[LISTED ENTRIES]
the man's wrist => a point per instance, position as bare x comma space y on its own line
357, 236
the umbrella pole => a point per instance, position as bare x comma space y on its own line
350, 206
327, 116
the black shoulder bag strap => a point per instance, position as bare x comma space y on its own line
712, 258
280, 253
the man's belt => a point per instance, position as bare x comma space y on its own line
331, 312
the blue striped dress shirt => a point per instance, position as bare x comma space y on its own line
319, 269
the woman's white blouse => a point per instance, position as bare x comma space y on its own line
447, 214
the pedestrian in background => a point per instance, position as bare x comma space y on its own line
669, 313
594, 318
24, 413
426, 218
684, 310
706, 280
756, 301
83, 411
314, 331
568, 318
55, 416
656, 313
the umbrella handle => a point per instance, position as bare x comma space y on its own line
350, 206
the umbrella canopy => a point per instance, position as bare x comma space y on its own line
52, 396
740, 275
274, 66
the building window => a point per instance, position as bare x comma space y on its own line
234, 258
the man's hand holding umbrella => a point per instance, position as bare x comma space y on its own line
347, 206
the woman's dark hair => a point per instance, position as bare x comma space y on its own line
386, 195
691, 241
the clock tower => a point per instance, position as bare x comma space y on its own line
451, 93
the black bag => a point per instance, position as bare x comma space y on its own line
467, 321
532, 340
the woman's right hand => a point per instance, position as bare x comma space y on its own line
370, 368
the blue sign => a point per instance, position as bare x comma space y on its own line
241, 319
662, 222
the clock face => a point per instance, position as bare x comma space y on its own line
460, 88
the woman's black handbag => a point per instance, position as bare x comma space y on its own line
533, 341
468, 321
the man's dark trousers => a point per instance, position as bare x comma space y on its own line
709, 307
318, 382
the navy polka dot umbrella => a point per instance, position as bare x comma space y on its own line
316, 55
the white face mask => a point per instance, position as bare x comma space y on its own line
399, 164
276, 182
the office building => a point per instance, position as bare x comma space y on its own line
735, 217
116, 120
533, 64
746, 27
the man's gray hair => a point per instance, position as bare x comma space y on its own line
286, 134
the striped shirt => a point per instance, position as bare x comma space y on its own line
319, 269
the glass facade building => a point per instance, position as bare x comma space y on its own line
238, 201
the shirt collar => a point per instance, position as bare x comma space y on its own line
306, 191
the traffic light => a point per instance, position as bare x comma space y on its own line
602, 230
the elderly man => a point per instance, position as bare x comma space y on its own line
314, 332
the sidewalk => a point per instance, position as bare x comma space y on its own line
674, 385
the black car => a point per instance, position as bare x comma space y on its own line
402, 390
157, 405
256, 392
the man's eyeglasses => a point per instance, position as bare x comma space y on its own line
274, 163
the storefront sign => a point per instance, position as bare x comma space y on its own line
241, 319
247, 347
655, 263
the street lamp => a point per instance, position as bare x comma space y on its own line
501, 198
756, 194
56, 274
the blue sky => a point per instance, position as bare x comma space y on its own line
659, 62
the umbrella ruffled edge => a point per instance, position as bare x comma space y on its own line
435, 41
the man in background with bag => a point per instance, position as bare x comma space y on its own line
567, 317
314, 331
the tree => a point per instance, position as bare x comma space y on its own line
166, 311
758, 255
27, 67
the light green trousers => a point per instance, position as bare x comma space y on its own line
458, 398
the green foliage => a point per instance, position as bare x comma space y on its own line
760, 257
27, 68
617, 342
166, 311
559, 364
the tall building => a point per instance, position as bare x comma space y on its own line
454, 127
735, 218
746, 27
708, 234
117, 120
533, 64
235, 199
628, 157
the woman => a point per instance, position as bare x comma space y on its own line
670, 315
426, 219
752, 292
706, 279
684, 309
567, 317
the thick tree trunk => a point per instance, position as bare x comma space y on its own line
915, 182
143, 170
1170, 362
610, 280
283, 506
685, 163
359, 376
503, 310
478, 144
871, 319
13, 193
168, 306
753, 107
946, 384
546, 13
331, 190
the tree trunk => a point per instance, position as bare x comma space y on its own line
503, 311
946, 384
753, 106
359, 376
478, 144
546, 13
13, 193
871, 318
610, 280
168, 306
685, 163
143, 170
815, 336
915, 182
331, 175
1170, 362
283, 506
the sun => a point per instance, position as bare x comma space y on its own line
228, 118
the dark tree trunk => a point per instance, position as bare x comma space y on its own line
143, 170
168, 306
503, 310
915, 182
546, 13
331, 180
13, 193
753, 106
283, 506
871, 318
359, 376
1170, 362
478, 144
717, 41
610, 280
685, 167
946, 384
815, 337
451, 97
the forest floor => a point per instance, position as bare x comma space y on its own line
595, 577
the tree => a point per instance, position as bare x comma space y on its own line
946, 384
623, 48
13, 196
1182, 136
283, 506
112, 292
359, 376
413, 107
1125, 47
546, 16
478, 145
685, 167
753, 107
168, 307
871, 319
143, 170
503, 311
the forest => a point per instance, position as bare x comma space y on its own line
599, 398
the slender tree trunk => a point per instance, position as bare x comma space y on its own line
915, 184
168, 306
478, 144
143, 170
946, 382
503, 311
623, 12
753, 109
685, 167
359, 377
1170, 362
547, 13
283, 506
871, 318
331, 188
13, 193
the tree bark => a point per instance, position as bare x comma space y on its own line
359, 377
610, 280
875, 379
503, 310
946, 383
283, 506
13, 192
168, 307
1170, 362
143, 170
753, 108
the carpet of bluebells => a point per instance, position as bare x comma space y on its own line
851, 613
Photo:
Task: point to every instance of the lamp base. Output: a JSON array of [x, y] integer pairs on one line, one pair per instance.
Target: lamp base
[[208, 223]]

[YOUR OBJECTIVE]
Give the entries again exactly as they stand.

[TASK ANSWER]
the man's wrist => a point per instance, position as bare x comma space y on its own line
357, 236
the umbrella pole => a point per instance, position as bare x comma space y on its own line
350, 206
327, 116
the black shoulder bag strap => a point per instance, position as bare x comma space y on its own line
712, 258
280, 253
the man's belt => a point per instance, position as bare x comma space y on its own line
331, 312
the blue striped dress shirt => a point per instance, position as bare x comma space y on its own line
319, 269
the woman's white blouse => a point per instance, position as bare x comma space y on its own line
447, 214
the pedestrian in background => a point per instance, position as bare x comma space y on its own line
669, 313
594, 318
24, 413
426, 218
684, 310
706, 280
756, 301
83, 411
314, 331
568, 318
55, 416
656, 313
the umbrella handle => a point per instance, position as bare x comma space y on its own line
350, 206
the umbrella canopy => a point per instance, position as bare x comma space y on its own line
52, 396
740, 275
274, 66
the building window => a point per instance, position as bare x comma space y on its own line
234, 258
the man's hand holding umbrella => a point per instance, position as bare x comma space y on its own line
347, 206
the woman's dark hair => a point per instance, position as bare x comma space y on its own line
386, 195
691, 241
the clock tower => a point per instance, position as bare x comma space y on its own line
451, 93
the black bag => a point per instance, position as bare x comma space y on its own line
467, 321
532, 340
the woman's right hand => a point per instance, position as bare x comma space y on its own line
370, 368
the blue sign => a point per instance, position as bare x comma space y on its own line
241, 319
662, 222
the clock face => a point per instance, position as bare x comma space y on its own line
460, 88
the woman's black handbag => a point per instance, position as bare x comma space y on its own line
533, 341
468, 321
the man's dark trousers => a point per instance, position as bare x comma space y on its own line
709, 307
318, 382
the navy polka dot umbrella => a point per instance, position as bare x comma space y on its own line
316, 55
the white face mask => a point per instance, position as bare x comma space y on its own line
399, 164
276, 182
the office building => a point per instance, position as bare x comma space y on its own line
735, 217
116, 120
533, 64
746, 27
the man's gray hair => a point per instance, position as bare x comma space y on its own line
286, 134
the striped shirt => a point per instance, position as bare x comma space y on its own line
319, 269
the glass facade building => a point per instance, position as bare x comma space y on its own line
238, 201
the shirt collar => a point per instance, position as bare x comma space y on its own line
306, 191
the traffic light => a point per instance, position as bare x comma space y on its own line
602, 230
the elderly man => a point per instance, position as bare x comma space y on its own line
314, 332
the sidewalk => a point per instance, position as bare x comma space y on its own line
674, 385
the black car => a point per instance, position as bare x comma space y on its own line
402, 390
157, 405
256, 392
the man's eyeglasses => a point per instance, position as bare x comma space y on its own line
274, 163
the storefront sign => a point per instance, position as bare x comma space y on its own line
241, 319
247, 347
655, 263
the street lamp => a point per instance, position as bare x comma space y on its own line
501, 198
756, 194
56, 274
the blue sky => a point per instance, position as bare x comma space y on its own line
659, 62
the umbrella ruffled edge => a point per instance, position as bare x comma space y on its own line
435, 41
the man in background with bag => a point per instance, position as bare x comma space y on its own line
567, 317
314, 331
the tree => a point per instance, position as bare x comma space y on its own line
166, 311
758, 255
27, 67
the light green trousers => a point per instance, position as bare x comma space y on its own line
458, 398
the green foliage => a point per instance, position as bare x comma space y on its own line
760, 257
27, 68
617, 342
166, 311
559, 364
the tall building => a point per instance, position as bare x comma space y on its own line
454, 127
735, 218
746, 27
708, 234
117, 120
533, 64
235, 199
628, 157
the woman => a point per instance, position as bare x comma space y on its own line
670, 315
426, 219
752, 292
706, 279
684, 309
567, 317
the thick tree trunk => a point per instance, position as bare x comma space y on its own line
915, 182
143, 170
1170, 362
610, 280
283, 506
685, 163
359, 376
503, 310
478, 144
871, 319
13, 193
168, 306
753, 107
946, 384
546, 13
331, 190
the tree trunk => a point per instance, position as bare x comma space y on its own line
503, 311
946, 384
753, 106
359, 376
478, 144
546, 13
13, 193
871, 318
610, 280
168, 306
685, 163
143, 170
815, 336
915, 182
331, 175
1170, 362
283, 506
the sun => a point per instance, position as bare x comma space y on its own line
228, 118
the dark tree trunk => a point per instance, position as bare x comma space y on its own line
143, 170
168, 306
503, 310
915, 182
546, 13
331, 180
13, 193
753, 106
283, 506
871, 318
359, 376
1170, 362
478, 144
717, 41
610, 280
685, 167
946, 384
815, 337
451, 97
the forest floor => a point per instance, position as bare x comma space y on its own line
595, 577
the tree => a point per instance, position as bare x comma space y on its own line
946, 384
623, 48
13, 196
1182, 136
283, 506
112, 292
359, 376
413, 107
1125, 47
546, 16
478, 145
685, 167
753, 107
168, 307
871, 319
143, 170
503, 311
the forest => a point per instance, position as bare x comma space y on its own line
599, 398
the slender tree trunk => a point per instance, position as bare x comma space y on its own line
915, 184
168, 306
478, 144
143, 170
946, 382
503, 311
623, 12
753, 109
685, 167
359, 377
1170, 362
547, 13
283, 506
871, 318
331, 188
13, 193
the tree bark => a point per instance, position as bare x comma space y on its own line
359, 377
610, 280
875, 379
503, 310
946, 383
283, 506
13, 192
168, 307
1170, 362
143, 170
753, 108
the carpet of bluebells => a point per instance, position as bare x comma space y on its own line
851, 613
Photo:
Task: point to every instance of the lamp base. Output: a JSON array of [x, y] integer pairs on one line, one pair per instance.
Target: lamp base
[[208, 223]]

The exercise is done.